Every entry below should be repeated exactly; the pictures should not.

───── Available records

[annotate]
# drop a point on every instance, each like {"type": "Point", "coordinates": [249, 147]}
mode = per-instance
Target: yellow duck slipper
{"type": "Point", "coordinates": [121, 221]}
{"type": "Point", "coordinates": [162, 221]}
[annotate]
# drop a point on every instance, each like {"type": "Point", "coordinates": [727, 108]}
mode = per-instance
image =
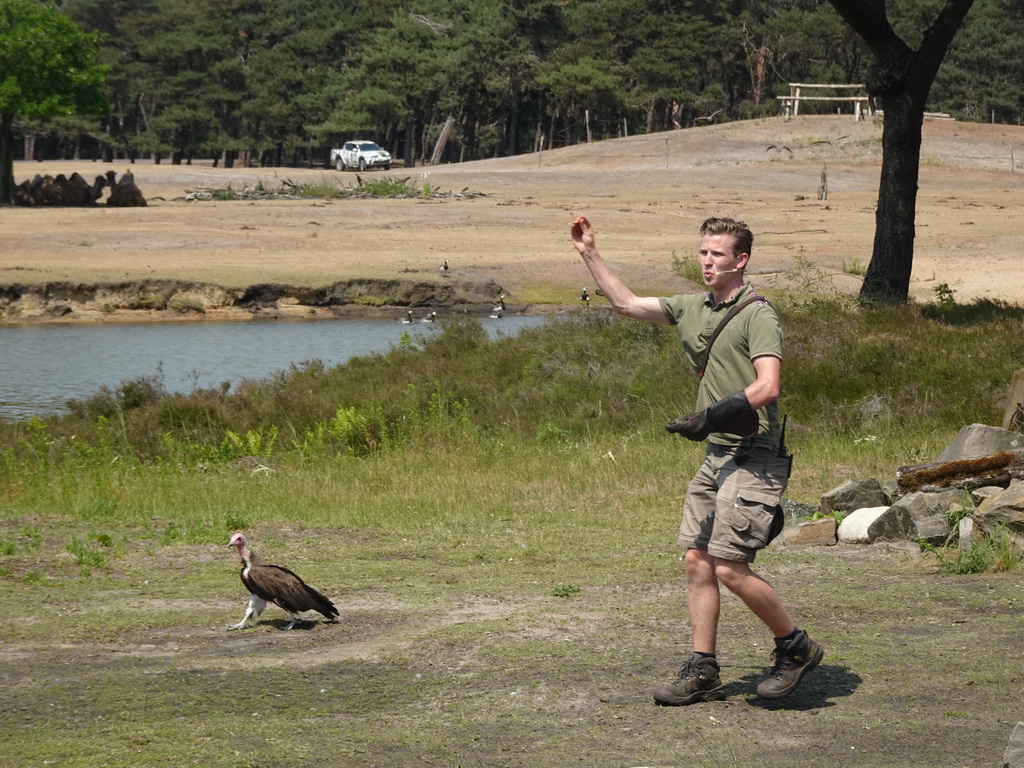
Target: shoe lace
{"type": "Point", "coordinates": [688, 672]}
{"type": "Point", "coordinates": [781, 660]}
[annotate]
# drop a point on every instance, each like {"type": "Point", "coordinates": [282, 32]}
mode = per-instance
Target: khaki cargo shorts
{"type": "Point", "coordinates": [730, 503]}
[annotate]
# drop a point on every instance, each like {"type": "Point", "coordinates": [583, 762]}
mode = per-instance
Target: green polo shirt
{"type": "Point", "coordinates": [753, 333]}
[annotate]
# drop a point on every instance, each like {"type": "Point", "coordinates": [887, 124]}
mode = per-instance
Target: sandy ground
{"type": "Point", "coordinates": [645, 195]}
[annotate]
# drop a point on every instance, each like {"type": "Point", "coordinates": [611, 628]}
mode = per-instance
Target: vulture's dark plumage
{"type": "Point", "coordinates": [273, 584]}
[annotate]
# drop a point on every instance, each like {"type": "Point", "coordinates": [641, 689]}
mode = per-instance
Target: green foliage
{"type": "Point", "coordinates": [996, 552]}
{"type": "Point", "coordinates": [48, 67]}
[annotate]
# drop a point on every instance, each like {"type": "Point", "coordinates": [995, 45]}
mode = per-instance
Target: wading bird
{"type": "Point", "coordinates": [273, 584]}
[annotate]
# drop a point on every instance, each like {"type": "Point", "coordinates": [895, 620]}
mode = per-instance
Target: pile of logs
{"type": "Point", "coordinates": [75, 190]}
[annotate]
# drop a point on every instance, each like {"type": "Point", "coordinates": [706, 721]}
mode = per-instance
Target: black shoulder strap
{"type": "Point", "coordinates": [731, 313]}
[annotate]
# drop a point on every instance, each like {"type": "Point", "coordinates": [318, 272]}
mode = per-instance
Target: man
{"type": "Point", "coordinates": [730, 503]}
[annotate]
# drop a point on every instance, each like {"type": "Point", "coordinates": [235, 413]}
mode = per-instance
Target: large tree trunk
{"type": "Point", "coordinates": [899, 80]}
{"type": "Point", "coordinates": [888, 276]}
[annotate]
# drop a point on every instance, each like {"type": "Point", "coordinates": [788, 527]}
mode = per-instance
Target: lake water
{"type": "Point", "coordinates": [42, 367]}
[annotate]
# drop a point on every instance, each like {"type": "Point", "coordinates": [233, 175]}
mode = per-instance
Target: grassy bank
{"type": "Point", "coordinates": [495, 520]}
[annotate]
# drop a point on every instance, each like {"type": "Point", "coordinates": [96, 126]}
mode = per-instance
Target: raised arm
{"type": "Point", "coordinates": [623, 300]}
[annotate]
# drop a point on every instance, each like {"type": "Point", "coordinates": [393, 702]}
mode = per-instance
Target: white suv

──────────

# Written solution
[annotate]
# drop a point on every instance, each like {"type": "Point", "coordinates": [249, 147]}
mode = per-instance
Target: yellow duck slipper
{"type": "Point", "coordinates": [121, 221]}
{"type": "Point", "coordinates": [162, 221]}
[annotate]
# drop a point on every instance, each like {"type": "Point", "coordinates": [727, 108]}
mode = per-instance
image =
Target: shoe lace
{"type": "Point", "coordinates": [688, 672]}
{"type": "Point", "coordinates": [781, 660]}
[annotate]
# drop a point on every instance, each like {"type": "Point", "coordinates": [282, 32]}
mode = per-instance
Target: khaki cargo shorts
{"type": "Point", "coordinates": [730, 503]}
[annotate]
# drop a point on every instance, each like {"type": "Point", "coordinates": [583, 762]}
mode = per-instance
Target: green polo shirt
{"type": "Point", "coordinates": [753, 333]}
[annotate]
# drop a point on every instance, each like {"type": "Point", "coordinates": [887, 124]}
mode = per-instance
Target: sandy ground
{"type": "Point", "coordinates": [645, 195]}
[annotate]
# drop a point on every instance, each like {"type": "Point", "coordinates": [611, 628]}
mode = per-instance
Target: vulture's dark plumage
{"type": "Point", "coordinates": [273, 584]}
[annotate]
# drop a point on every instance, each like {"type": "Point", "coordinates": [641, 689]}
mode = per-instance
Target: green foliage
{"type": "Point", "coordinates": [996, 552]}
{"type": "Point", "coordinates": [48, 67]}
[annotate]
# drop a point on every instance, each like {"type": "Point", "coordinates": [995, 45]}
mode = per-instance
Target: wading bird
{"type": "Point", "coordinates": [273, 584]}
[annotate]
# drop a point on every instance, each like {"type": "Point", "coordinates": [895, 620]}
mode = per-instance
Target: pile of logs
{"type": "Point", "coordinates": [75, 190]}
[annotate]
# drop a point on every instance, each like {"type": "Point", "coordinates": [706, 721]}
mode = per-instance
Target: black shoulder strap
{"type": "Point", "coordinates": [731, 313]}
[annotate]
# drop a point on every instance, each like {"type": "Point", "coordinates": [318, 272]}
mode = per-instance
Target: man
{"type": "Point", "coordinates": [730, 503]}
[annotate]
# drop a point on every instance, each like {"type": "Point", "coordinates": [235, 413]}
mode = per-instance
Target: large tree trunk
{"type": "Point", "coordinates": [899, 80]}
{"type": "Point", "coordinates": [888, 276]}
[annotate]
# drop a point on every instance, each like {"type": "Point", "coordinates": [788, 527]}
mode = per-instance
Target: lake water
{"type": "Point", "coordinates": [42, 367]}
[annotate]
# drop a point on every instance, each like {"type": "Point", "coordinates": [233, 175]}
mode = per-instance
Target: grassy bank
{"type": "Point", "coordinates": [495, 520]}
[annotate]
# drop a point on every instance, each like {"type": "Point", "coordinates": [96, 126]}
mode = per-instance
Target: raised arm
{"type": "Point", "coordinates": [623, 300]}
[annotate]
# drop a point on every instance, each like {"type": "Point", "coordinates": [393, 702]}
mode = per-instance
Target: white suv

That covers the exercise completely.